TASK STATEMENT => In full and without alteration, repeat the material.

Records from a point labeling set:
────────────────

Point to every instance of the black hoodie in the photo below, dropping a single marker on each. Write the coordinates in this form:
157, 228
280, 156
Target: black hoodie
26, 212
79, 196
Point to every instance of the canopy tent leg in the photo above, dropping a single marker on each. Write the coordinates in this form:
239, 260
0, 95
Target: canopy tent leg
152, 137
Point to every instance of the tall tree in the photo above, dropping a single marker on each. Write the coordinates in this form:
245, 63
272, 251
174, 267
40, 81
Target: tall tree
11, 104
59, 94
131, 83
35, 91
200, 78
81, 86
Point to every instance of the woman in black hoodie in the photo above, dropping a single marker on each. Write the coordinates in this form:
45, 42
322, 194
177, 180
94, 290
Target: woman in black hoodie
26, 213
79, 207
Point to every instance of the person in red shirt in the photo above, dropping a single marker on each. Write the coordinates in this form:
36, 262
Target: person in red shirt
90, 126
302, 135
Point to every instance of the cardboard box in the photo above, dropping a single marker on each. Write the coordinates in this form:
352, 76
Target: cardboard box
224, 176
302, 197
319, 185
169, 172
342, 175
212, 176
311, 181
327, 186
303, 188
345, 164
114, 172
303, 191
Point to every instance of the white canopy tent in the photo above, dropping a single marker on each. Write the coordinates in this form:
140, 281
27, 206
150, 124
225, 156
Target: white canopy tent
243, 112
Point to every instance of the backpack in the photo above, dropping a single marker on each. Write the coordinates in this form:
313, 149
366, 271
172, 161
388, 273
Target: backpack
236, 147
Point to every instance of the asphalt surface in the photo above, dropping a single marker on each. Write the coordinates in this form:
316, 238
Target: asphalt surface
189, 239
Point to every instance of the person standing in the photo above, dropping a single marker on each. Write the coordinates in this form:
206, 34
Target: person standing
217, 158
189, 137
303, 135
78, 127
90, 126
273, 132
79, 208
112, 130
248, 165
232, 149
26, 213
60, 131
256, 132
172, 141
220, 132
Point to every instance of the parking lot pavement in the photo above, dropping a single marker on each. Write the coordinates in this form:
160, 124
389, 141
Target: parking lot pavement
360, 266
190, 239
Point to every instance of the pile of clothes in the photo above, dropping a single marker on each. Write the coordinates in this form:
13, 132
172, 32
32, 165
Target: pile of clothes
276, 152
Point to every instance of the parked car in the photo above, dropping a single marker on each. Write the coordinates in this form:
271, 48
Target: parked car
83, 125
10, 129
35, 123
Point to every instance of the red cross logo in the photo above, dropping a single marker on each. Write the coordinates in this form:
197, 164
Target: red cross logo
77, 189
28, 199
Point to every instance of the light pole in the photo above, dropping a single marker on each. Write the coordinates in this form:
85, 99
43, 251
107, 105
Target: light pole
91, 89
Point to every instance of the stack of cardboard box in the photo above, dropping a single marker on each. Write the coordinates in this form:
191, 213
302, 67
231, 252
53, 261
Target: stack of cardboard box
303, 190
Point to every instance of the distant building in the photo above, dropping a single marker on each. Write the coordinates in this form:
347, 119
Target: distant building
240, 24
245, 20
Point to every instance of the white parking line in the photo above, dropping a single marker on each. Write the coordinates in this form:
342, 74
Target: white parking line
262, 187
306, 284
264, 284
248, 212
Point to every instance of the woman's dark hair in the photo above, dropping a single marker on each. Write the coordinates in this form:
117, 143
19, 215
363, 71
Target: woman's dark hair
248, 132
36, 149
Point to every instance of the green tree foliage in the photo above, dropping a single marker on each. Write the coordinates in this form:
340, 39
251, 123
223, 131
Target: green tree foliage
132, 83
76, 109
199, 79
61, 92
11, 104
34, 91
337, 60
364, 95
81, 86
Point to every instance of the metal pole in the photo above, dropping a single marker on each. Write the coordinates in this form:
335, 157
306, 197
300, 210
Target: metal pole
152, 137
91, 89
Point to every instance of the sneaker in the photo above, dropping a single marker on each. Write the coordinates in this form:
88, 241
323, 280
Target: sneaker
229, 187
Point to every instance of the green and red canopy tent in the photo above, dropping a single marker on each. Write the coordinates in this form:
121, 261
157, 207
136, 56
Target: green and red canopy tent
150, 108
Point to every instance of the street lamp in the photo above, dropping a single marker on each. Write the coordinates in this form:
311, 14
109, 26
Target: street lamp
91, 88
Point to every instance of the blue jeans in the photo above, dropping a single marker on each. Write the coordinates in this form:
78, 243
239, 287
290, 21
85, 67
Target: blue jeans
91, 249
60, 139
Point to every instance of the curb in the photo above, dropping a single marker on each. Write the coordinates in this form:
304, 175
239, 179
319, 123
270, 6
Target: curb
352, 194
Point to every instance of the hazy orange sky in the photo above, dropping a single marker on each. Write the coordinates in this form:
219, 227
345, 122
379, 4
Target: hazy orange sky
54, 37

────────────────

EXERCISE RESPONSE =>
Point to every instance of the black hoodie in the photo below, dropping a single marker on each. Write the coordinates in this form:
157, 228
280, 156
Target: black hoodie
26, 212
79, 196
Point to every instance of the canopy tent leg in the photo above, dropping a single marker on each. Write the coordinates in this form:
239, 260
0, 95
Target: canopy tent leg
152, 137
Point to every instance of the tall tree in the photo above, dropping a single marker on each. Write the coordinates in this form:
245, 63
272, 251
174, 267
40, 81
Target: tall tree
11, 104
59, 94
131, 83
35, 91
200, 78
81, 86
Point to every instance of the woman in black hoodie in the photo above, dropping a single marker on each. Write the coordinates in this form:
45, 42
322, 194
177, 180
94, 290
Target: woman in black hoodie
26, 213
79, 207
Point to every instance of the person in red shirt in the photo above, dropping a single marker on each. Write the coordinates in this form:
36, 262
Target: person in red shirt
90, 126
302, 135
Point to every instance of the cardboard box in the photo above, dropping a single marker on each. Write the coordinates in this form:
352, 76
Target: cardboard box
224, 176
302, 197
319, 185
169, 172
342, 175
212, 176
311, 181
327, 186
303, 188
345, 164
114, 172
303, 191
Point to every instance of the white canopy tent in the photo above, dropping a single marker on each. Write the coordinates in this form:
140, 281
27, 206
150, 124
225, 156
Target: white canopy tent
243, 112
Point to every instance of the backpack in the photo above, dropping a single marker on each. Write the coordinates in this form:
313, 149
366, 271
172, 161
388, 273
Target: backpack
236, 147
Point to every instance of the asphalt surface in the photo above, dropping a single marker on each. Write the coordinates in this form:
316, 238
Target: asphalt surface
189, 239
Point to every instance of the person standing in the photo above, dropping a single marker on each. Write the coordinates in this form:
206, 34
Target: person standing
217, 158
189, 137
303, 135
78, 127
90, 126
273, 132
79, 208
112, 130
248, 165
232, 149
26, 213
60, 131
256, 132
172, 141
220, 132
Point to every instance of the parking lot pavement in the photo above, dropping a single marker on each. Write the coordinates in this form:
160, 124
389, 141
Target: parking lot pavement
360, 266
190, 239
Point to every instance of the pile of clothes in the photo above, dropping a single marker on each. Write the coordinates in this form:
13, 132
172, 32
32, 165
Target: pile of clothes
276, 152
Point to every instance of the parked car in the photo above, dropping a single marker on each. Write the coordinates in this form:
271, 48
Target: parked car
83, 125
10, 129
35, 123
Point to every instance of the red cross logo in the photo above, dropping a single marker on each. Write the coordinates in this form:
197, 164
Target: red cross logo
77, 189
28, 199
Point to every instance of the light pole in the photo above, dropping a single marker on each. Write the coordinates in this form:
85, 99
43, 251
107, 105
Target: light pole
91, 89
Point to every instance of the stack of cardboard box in the photo above, dropping a single marker on each. Write the coordinates in this form:
191, 213
302, 67
231, 252
53, 261
Target: stack of cardboard box
303, 190
Point to every instance of the distant building in the photo above, dropping a single marker on each. Write the coordinates in this form:
347, 119
Target: distant building
240, 24
245, 20
Point to every instance of the white parking line in the photo above, dropping a single marker on each. Write the coordinates in this form:
342, 74
Target: white parking line
262, 187
306, 284
264, 284
248, 212
Point to every instance of the woman's dark hair in the photo above, dropping a single marker on each. Write the coordinates in this form:
117, 143
19, 215
363, 71
Target: woman's dark hair
248, 132
36, 149
Point to every instance of the green tree foliage in the photo above, dropping a single marker on each. Write the coordinates in this form:
340, 39
251, 123
223, 131
Target: green tree foliage
132, 83
76, 109
199, 79
61, 92
11, 104
34, 91
337, 60
364, 95
81, 86
Point to every instance of the metal pole in the photo above, dropping a single marker on each. Write the coordinates in this form:
335, 157
306, 197
300, 210
Target: metal pole
152, 137
91, 89
Point to every instance of the sneaker in the photo above, dropping a single marker on each. Write the coordinates in this form:
88, 241
323, 280
Target: sneaker
229, 187
Point to every instance of the green and red canopy tent in the photo above, dropping a single marker on each. Write the coordinates in this form:
121, 261
157, 207
136, 56
Target: green and red canopy tent
150, 108
Point to every instance of the street lamp in the photo above, dropping a single marker on each. Write the coordinates in this form:
311, 14
109, 26
Target: street lamp
91, 88
Point to every instance of the blue jeans in the photo above, dropping a single marker on each. Write the coordinates in this form:
78, 243
239, 287
290, 21
85, 67
Target: blue jeans
91, 249
60, 139
Point to every instance of the curb in the photo above, dropping a single marker on each. Write the coordinates in this form:
304, 175
239, 179
319, 123
270, 6
Target: curb
352, 194
Point to every instance of the hazy orange sky in the photo above, dropping a single marker on each. Write the coordinates in this form:
219, 227
345, 122
379, 4
Target: hazy orange sky
54, 37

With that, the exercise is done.